_What you are asked to do_: Please find all lines in the data that hold the string "query" and copy them.

_Recorded data_:
______
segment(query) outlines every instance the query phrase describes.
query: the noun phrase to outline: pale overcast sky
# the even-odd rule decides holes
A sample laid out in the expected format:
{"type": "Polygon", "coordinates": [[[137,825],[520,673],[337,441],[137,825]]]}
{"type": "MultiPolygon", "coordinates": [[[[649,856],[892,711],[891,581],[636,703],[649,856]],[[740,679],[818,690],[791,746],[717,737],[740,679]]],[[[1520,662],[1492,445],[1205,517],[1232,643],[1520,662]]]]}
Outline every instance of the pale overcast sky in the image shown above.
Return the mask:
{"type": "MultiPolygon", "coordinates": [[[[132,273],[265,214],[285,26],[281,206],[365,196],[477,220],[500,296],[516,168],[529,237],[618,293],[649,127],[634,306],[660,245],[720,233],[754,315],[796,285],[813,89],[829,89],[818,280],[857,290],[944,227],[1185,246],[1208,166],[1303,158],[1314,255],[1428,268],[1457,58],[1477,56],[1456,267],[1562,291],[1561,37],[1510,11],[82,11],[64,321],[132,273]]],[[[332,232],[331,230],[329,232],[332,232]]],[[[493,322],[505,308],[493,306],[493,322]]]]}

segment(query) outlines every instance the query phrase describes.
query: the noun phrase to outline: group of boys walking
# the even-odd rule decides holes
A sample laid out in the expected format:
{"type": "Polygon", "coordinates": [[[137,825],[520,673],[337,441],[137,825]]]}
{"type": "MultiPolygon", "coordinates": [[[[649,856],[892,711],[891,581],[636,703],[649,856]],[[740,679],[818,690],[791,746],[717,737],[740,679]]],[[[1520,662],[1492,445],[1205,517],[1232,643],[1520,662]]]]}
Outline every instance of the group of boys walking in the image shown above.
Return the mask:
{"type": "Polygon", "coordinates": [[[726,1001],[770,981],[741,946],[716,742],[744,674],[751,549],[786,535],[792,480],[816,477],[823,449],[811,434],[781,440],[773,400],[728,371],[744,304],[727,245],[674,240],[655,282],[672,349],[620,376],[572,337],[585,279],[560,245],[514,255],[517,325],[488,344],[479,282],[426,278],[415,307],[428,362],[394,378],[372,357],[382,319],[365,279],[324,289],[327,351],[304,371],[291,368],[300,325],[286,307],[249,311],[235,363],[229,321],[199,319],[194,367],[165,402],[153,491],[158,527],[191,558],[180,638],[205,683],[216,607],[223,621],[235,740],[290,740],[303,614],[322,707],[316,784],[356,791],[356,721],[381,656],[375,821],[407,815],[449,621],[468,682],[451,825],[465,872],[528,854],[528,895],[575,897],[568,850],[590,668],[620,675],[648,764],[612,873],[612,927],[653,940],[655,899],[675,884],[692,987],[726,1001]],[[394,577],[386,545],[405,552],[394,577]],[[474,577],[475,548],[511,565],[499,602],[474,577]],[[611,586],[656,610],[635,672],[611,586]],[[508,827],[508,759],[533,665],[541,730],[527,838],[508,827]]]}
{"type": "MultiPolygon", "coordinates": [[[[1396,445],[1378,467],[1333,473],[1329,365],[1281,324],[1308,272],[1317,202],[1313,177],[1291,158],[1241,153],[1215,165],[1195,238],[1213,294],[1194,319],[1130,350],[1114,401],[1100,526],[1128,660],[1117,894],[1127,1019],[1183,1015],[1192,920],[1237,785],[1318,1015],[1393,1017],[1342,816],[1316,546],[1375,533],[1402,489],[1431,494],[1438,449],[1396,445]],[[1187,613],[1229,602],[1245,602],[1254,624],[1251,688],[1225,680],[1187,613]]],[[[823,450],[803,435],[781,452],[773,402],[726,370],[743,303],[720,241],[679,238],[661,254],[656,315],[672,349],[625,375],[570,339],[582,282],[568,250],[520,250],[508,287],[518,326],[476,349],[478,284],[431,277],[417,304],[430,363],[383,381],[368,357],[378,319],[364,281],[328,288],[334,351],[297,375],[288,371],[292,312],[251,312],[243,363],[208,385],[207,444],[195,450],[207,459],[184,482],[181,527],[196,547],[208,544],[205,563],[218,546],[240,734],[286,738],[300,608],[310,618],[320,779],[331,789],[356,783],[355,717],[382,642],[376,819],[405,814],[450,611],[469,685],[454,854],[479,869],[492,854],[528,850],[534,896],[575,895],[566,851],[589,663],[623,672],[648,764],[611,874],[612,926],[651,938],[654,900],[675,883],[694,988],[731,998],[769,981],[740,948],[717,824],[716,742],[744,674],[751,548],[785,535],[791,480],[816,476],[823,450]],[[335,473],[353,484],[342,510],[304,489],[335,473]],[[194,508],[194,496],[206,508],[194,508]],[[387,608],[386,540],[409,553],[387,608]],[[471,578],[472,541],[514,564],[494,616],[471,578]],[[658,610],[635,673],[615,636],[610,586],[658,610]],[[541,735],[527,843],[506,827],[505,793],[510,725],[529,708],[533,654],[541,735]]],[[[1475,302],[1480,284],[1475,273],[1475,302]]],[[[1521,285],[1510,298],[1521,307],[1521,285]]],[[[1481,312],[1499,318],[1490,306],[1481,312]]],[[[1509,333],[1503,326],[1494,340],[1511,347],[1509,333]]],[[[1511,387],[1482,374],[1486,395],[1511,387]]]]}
______
_Output for this exercise_:
segment(query) outlines every instance the query phrase describes.
query: the noun phrase to outline: pale overcast sky
segment(query) outlines every instance the query phrase describes.
query: the noun phrase to outline: group of boys walking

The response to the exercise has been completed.